== Records to use

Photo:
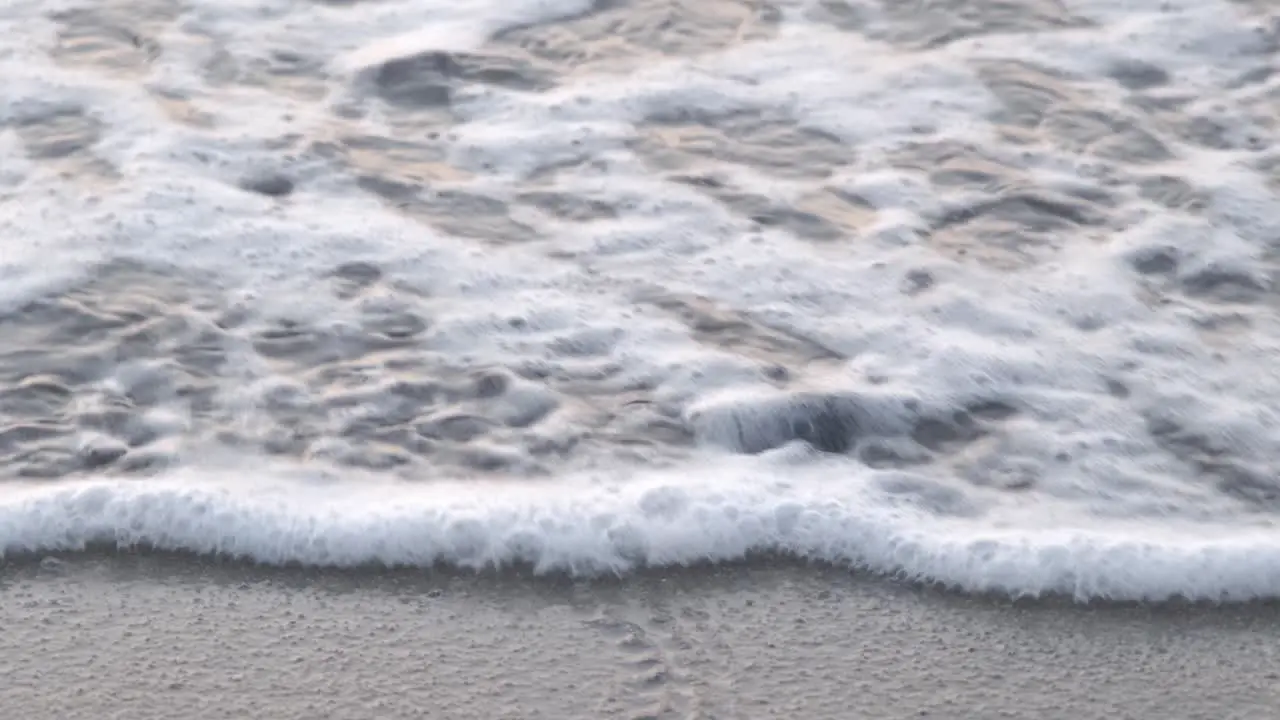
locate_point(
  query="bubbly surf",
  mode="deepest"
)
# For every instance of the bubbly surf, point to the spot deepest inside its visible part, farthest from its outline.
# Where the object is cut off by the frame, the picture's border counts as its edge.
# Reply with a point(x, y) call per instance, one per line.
point(982, 304)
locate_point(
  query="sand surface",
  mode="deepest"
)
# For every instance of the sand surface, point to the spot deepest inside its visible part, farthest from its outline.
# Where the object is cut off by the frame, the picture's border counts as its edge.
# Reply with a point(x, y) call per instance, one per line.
point(144, 637)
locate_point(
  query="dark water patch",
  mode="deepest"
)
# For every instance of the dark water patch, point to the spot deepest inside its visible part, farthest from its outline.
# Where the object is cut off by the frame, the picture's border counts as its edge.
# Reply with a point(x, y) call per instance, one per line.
point(1138, 74)
point(1018, 227)
point(432, 80)
point(1173, 192)
point(272, 185)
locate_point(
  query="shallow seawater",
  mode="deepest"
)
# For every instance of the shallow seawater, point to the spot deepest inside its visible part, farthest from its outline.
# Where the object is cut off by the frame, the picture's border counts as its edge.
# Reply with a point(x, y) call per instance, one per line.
point(981, 294)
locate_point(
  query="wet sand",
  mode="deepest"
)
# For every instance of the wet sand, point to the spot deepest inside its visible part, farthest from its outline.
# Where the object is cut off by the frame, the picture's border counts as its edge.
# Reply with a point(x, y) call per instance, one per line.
point(149, 637)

====

Required task: Rewrite all of the lines above as a Markdown table with two columns, "Row" holding a row number and "Line" holding the line, and skip any blank lines. Omit the pictures.

Exercise answer:
| Row | Line |
|---|---|
| 1 | Photo: |
| 2 | locate_point( |
| 3 |   query="bubbly surf", |
| 4 |   mode="deepest" |
| 5 | ) |
| 6 | # For every instance of the bubbly surf, point to the spot deepest inside its visible part, farthest from its outline. |
| 7 | # Where the object is cut off by the frame, the picture's border counts as its edge. |
| 8 | # Reply with a point(x, y) call per instance, one per line. |
| 9 | point(982, 304) |
| 10 | locate_point( |
| 11 |   query="sand surface", |
| 12 |   mode="deepest" |
| 13 | ) |
| 14 | # For every instance of the sand surface, point to the spot deepest inside its visible part, farthest from its outline. |
| 15 | # Where the object is cut off by the frame, the picture's border counts as its edge. |
| 16 | # Reply with a point(x, y) call per instance, one per line. |
| 17 | point(144, 637) |
| 18 | locate_point( |
| 19 |   query="dark water patch", |
| 20 |   mode="deepest" |
| 21 | ) |
| 22 | # For every instance of the dark water patch, point to the spot deepest inside its visible part, farthest from its outline. |
| 23 | # Where the object is cut off by the frame, the picture's border counts as its edge. |
| 24 | # Reply with a point(x, y) call per instance, one per line. |
| 25 | point(1138, 74) |
| 26 | point(1018, 227) |
| 27 | point(432, 80) |
| 28 | point(1173, 192) |
| 29 | point(272, 185) |
| 30 | locate_point( |
| 31 |   query="shallow seawater", |
| 32 |   mode="deepest" |
| 33 | ) |
| 34 | # For every instance of the shallow seawater, point to the spot deepest inside its visible part, farthest from its outline. |
| 35 | # Where the object is cut off by the frame, the picture's border counts as its edge. |
| 36 | # Reply with a point(x, y) call per instance, one per line. |
| 37 | point(981, 294) |
| 38 | locate_point( |
| 39 |   query="wet sand", |
| 40 |   mode="deepest" |
| 41 | ) |
| 42 | # For every instance of the wet sand, point to the spot deepest inside its visible part, farthest from its outline. |
| 43 | # Where the object is cut off by the frame, the picture's border counts as its edge. |
| 44 | # Reply with a point(x, y) call per instance, one per line. |
| 45 | point(149, 637) |